[Referring expression data]
-=-=-
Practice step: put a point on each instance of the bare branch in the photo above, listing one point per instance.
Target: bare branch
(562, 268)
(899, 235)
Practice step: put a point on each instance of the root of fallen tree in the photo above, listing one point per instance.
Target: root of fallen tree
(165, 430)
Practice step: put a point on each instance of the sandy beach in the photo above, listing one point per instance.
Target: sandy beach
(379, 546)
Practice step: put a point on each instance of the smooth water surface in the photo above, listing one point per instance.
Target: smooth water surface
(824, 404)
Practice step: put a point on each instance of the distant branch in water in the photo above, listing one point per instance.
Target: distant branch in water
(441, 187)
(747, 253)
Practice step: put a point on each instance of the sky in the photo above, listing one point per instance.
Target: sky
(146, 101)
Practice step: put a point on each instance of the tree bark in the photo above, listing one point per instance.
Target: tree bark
-=-=-
Exercise prompt:
Every line above that includes the word "bark" must appear in the answer.

Answer section:
Practice step: put a point on each instance of the tree bark in the photo above, listing one point per instance.
Target: tree bark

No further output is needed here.